====== DOCUMENT SOURCE

13/07/2013

Le bon samaritain (Lc 10,25-37) 15ème dimanche

La parabole du bon samaritain (Lc 10,25-37) est en général interprétée comme une fable de La Fontaine, avec une morale, bien nommée, une leçon pour guider le comportement, que la règle d’or formule : fais à autrui ce que tu voudrais qu’il fasse pour toi. Kant a mis en évidence la limite de cette formulation qui risque de définir notre agir de façon trop intéressée : je donne pour que me soit donné. Il préférait les autres formulations de l’impératif catégorique, ce qui s’impose à nous, absolument, sans aucune concession ni condition : Agis de telle sorte que la maxime qui préside à ton action puisse être érigée en loi universelle.
L’évangile ne contesterait pas la critique de Kant, et si nous lisions correctement, nous n’aurions pas pu retrouver en la parabole la règle d’or. L’évangile est plus radical. Si l’on veut tirer une morale de la parabole, elle s’exprime ainsi : Agis de telle sorte que tout homme trouve en toi un prochain. On ignore ici la réciprocité, et Lévinas pourrait être convoqué. Il s’agit de l’autre, que je ne choisis pas. Mauvaise question, attrape benêt à la Le Pen : qui est mon prochain ? Evidemment, je préfère ma sœur à ma cousine et ma cousine à ma voisine. C’est aussi populiste que raciste, aussi pervers qu’obvie. Non, tu ne décides pas qui est ton prochain. Non, tu ne choisis pas ton prochain, tu ne poses même pas la question qui est ton prochain, tu te débrouilles à faire en sorte que tout homme puisse trouver en toi un prochain.

============
====== DONNÉES FOURNIES

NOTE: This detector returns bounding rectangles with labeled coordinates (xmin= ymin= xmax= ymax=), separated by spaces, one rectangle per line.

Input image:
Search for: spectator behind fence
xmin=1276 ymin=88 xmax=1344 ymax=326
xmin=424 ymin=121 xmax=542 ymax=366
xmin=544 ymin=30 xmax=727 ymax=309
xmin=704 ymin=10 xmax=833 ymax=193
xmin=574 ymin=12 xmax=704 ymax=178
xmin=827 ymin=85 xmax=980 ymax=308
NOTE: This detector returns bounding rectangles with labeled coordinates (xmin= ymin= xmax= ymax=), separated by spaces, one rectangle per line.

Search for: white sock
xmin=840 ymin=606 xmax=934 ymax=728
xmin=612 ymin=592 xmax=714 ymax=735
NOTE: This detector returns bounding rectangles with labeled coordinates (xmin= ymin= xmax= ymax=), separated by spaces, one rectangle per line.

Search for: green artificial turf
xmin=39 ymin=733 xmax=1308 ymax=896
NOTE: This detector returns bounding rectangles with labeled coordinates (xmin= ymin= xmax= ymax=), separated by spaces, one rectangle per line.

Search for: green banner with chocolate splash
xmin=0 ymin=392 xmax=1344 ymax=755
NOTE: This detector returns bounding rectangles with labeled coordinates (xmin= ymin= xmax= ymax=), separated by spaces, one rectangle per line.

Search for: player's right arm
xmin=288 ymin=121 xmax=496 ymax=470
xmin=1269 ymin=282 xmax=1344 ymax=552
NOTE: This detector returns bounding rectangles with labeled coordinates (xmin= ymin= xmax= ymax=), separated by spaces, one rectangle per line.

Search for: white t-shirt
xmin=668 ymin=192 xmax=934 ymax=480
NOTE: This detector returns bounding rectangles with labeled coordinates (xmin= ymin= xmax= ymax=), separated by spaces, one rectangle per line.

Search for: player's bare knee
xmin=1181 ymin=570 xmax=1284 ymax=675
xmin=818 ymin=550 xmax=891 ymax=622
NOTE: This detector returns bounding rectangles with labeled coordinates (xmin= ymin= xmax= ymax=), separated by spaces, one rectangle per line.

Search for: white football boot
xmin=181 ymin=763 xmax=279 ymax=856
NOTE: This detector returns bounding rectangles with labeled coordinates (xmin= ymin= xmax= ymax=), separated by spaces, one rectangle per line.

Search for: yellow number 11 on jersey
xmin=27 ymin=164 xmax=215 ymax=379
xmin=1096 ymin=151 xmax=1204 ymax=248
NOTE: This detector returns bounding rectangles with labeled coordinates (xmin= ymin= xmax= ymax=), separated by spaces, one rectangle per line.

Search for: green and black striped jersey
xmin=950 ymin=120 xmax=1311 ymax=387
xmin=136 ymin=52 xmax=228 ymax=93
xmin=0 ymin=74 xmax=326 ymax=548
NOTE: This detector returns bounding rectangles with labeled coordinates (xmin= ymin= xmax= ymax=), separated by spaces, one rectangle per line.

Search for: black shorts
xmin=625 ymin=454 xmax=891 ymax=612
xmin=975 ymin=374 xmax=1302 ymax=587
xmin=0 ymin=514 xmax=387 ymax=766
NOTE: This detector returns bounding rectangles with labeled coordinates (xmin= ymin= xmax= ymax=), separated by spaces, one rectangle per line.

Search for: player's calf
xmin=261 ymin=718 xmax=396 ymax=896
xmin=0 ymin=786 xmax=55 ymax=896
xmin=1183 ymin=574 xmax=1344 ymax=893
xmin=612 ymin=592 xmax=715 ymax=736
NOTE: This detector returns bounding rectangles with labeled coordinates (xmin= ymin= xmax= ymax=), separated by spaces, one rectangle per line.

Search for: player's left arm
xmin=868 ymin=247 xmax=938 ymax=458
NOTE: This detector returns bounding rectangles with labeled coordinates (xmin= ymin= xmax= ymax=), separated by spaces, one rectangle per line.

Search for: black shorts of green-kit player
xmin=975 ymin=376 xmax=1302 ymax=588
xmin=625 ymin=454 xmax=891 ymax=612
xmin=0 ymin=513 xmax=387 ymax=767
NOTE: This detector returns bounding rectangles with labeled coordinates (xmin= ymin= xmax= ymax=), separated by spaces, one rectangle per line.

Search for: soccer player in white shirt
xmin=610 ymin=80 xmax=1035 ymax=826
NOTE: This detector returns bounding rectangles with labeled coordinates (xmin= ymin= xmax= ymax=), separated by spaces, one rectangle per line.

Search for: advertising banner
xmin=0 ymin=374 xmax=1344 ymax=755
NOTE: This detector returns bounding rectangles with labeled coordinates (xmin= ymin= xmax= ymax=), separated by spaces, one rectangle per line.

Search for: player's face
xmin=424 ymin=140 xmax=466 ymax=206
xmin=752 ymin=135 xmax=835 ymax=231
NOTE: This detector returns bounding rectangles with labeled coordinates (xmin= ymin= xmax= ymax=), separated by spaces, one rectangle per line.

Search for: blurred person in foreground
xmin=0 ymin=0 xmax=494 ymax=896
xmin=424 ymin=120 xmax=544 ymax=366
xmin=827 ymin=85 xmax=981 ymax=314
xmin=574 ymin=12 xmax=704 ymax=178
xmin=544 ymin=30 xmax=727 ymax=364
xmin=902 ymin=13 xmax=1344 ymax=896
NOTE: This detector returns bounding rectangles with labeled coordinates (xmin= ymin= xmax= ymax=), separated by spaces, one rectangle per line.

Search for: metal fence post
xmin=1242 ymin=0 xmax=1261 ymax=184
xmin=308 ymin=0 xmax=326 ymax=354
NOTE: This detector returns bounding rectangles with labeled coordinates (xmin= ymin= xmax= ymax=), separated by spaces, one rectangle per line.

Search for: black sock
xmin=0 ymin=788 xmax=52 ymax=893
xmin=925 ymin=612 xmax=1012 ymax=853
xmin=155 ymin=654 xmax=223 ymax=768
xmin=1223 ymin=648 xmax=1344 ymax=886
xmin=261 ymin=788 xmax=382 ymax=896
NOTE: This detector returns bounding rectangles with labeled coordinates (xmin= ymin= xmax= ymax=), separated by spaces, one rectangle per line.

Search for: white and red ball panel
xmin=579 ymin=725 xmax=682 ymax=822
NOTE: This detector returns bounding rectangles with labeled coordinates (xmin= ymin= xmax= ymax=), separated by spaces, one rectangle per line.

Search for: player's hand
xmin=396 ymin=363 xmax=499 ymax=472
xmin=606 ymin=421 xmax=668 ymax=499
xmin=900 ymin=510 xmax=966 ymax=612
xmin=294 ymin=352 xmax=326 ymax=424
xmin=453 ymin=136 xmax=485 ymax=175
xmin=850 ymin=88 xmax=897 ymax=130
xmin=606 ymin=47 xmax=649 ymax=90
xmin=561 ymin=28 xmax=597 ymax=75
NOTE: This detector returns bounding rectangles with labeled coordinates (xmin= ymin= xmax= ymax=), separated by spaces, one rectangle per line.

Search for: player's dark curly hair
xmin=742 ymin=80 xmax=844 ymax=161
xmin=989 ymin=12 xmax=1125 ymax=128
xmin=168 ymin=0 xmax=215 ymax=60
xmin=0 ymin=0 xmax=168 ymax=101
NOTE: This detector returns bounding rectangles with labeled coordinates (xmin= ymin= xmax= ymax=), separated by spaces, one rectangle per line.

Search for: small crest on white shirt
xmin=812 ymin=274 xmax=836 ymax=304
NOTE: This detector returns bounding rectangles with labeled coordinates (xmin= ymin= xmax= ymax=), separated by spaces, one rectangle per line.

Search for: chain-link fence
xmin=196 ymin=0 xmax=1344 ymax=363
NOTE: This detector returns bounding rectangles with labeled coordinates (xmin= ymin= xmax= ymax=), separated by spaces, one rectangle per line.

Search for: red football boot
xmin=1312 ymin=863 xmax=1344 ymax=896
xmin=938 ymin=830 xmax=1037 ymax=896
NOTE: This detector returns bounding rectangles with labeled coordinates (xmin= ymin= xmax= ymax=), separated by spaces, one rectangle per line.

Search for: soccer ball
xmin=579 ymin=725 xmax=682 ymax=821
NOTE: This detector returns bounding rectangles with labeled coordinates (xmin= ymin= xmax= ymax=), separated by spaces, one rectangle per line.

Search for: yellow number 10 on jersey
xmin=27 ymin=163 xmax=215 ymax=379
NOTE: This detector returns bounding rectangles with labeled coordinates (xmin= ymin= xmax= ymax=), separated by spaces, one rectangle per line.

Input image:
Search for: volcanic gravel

============

*TÂCHES À RÉALISER*.
a – D'après le document source, quelle morale peut-on tirer de la parabole ?
b – Repérez dans le listing chaque ligne qui contient la chaîne "shorts", puis recopiez-la.
Le document source et le listing n'ont aucun rapport entre eux.

*RÉPONSES ATTENDUES*.
a – Agis de telle sorte que tout homme trouve en toi un prochain.

b –
Search for: black shorts
Search for: black shorts of green-kit player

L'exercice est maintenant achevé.